→ **Records from a data source**
== == ==
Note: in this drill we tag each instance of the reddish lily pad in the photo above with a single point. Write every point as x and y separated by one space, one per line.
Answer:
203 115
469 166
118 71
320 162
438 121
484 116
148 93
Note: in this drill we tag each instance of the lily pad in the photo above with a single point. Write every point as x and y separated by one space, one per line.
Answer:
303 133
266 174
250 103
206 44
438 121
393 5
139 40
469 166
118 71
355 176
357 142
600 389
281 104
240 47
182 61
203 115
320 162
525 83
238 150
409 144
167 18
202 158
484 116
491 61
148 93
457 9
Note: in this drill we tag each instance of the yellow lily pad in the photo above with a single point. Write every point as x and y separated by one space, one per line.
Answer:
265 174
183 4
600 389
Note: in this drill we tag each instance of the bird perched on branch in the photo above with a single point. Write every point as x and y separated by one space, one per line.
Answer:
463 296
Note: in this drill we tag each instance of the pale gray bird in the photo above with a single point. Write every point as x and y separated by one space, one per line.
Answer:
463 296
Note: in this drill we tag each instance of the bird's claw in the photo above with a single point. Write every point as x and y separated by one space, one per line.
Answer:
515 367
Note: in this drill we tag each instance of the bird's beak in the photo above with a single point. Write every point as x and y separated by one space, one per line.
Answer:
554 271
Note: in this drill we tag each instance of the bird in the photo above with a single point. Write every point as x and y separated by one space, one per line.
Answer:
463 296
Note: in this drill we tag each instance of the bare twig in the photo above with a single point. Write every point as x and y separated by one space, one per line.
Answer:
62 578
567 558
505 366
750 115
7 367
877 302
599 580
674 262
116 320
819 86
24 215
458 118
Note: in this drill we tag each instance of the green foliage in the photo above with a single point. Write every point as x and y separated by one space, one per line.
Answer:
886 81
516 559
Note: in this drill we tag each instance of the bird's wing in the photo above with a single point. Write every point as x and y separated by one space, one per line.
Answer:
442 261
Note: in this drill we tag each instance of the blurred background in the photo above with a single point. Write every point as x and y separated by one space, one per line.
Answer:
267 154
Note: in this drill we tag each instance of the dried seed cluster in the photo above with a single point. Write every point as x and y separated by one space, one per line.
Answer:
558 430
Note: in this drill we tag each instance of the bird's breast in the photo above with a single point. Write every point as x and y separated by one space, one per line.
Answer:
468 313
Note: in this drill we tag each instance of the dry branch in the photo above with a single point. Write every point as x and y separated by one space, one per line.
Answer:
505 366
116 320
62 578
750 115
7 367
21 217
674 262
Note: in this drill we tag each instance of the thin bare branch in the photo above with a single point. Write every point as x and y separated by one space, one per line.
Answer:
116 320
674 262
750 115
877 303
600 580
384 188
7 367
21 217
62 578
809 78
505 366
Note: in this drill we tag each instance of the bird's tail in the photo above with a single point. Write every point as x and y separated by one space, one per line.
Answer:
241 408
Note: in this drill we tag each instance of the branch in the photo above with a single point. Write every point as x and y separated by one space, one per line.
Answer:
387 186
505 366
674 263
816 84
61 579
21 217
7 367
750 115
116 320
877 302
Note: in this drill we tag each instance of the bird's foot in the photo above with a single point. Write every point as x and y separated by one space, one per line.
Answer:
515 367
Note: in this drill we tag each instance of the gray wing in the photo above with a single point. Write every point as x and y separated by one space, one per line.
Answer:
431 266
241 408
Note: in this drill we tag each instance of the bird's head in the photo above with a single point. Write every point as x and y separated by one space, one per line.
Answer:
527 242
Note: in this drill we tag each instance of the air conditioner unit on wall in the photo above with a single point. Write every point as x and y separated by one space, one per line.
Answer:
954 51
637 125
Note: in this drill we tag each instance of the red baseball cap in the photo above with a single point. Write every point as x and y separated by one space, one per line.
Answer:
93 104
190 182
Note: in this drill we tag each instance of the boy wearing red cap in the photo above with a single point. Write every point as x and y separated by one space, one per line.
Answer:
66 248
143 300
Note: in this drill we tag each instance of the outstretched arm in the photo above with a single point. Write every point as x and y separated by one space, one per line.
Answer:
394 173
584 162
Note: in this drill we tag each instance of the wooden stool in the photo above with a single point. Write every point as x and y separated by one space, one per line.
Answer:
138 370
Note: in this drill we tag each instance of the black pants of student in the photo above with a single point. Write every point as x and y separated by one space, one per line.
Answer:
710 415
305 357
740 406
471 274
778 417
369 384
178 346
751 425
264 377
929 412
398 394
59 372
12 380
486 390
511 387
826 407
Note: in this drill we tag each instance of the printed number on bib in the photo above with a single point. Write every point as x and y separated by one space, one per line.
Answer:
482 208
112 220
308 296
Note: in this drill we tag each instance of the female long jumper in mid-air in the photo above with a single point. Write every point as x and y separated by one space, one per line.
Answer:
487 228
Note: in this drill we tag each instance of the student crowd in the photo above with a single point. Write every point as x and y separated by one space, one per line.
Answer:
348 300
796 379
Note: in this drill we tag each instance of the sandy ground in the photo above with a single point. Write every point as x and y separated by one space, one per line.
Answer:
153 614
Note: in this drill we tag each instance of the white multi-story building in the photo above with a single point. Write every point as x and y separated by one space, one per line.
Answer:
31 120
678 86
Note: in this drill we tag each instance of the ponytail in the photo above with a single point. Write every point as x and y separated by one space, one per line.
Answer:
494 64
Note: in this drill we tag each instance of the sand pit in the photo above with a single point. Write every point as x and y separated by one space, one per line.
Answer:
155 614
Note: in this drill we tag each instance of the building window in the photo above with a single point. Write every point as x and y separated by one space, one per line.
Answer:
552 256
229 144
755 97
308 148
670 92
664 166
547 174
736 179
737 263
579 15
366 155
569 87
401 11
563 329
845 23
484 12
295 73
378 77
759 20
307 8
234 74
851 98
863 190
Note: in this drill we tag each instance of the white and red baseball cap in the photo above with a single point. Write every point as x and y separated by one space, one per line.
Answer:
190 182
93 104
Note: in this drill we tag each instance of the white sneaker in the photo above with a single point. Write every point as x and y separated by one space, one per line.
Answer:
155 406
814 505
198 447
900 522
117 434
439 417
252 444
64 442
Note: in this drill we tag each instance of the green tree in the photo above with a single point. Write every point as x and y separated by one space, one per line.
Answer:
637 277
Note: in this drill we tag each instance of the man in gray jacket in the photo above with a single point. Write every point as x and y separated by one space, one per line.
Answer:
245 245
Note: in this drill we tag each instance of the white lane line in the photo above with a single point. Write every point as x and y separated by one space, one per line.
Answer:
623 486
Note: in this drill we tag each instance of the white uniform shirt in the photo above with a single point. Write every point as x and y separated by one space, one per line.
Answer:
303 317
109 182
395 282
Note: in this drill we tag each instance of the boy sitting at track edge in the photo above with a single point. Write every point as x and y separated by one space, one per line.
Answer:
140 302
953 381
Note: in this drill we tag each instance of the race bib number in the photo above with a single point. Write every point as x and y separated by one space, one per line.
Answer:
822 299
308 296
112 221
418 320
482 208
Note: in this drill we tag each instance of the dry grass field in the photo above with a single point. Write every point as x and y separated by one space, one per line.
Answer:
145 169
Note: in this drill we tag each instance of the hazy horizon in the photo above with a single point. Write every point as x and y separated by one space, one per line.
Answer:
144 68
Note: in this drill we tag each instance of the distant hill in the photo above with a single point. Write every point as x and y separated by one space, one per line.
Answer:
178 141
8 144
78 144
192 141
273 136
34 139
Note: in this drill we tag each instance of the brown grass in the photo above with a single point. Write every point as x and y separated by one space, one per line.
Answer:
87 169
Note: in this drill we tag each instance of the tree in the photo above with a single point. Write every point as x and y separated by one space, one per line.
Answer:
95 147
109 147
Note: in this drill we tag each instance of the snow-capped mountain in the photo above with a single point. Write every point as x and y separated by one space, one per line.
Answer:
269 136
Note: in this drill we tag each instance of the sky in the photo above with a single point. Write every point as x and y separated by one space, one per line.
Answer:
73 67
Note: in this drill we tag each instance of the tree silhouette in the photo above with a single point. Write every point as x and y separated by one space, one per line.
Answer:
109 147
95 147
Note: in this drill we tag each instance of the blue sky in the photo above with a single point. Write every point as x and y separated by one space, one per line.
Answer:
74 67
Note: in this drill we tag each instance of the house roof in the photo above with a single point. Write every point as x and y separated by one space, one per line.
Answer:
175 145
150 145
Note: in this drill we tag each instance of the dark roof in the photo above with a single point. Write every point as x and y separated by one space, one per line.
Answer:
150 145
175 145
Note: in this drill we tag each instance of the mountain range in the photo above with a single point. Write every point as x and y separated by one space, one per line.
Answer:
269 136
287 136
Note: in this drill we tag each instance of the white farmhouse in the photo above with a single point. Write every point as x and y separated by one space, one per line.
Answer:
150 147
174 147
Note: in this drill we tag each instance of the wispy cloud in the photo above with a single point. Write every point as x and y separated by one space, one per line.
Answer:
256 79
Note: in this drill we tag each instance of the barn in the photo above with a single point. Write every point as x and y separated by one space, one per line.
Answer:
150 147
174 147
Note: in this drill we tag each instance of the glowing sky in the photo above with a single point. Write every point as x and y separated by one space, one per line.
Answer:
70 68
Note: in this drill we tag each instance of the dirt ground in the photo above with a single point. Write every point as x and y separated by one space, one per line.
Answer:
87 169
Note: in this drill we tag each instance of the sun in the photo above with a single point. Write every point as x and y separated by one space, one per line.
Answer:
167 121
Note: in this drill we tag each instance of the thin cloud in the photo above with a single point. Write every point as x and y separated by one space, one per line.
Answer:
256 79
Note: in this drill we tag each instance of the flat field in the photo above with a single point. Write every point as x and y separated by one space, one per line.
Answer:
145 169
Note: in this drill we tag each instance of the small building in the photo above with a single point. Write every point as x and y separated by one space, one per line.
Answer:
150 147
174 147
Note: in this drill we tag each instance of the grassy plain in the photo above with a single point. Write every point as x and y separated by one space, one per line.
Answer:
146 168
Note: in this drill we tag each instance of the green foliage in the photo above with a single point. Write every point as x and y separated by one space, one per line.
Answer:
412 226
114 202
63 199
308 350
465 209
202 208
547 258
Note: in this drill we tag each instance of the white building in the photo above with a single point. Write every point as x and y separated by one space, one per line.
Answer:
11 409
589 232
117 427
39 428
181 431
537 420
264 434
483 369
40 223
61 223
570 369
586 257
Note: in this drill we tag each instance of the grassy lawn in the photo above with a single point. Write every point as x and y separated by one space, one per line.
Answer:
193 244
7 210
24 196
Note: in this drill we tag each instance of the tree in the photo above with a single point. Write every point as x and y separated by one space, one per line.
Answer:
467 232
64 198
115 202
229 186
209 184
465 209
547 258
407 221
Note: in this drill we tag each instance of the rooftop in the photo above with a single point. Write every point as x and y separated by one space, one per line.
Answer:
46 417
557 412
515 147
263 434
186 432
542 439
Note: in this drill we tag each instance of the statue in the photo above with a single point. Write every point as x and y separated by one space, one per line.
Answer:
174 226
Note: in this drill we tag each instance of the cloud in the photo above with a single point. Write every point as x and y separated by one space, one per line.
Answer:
== == ==
→ **Assignment**
Determine how many lines of the records hold the word "thin", giving only that number.

→ **Result below**
2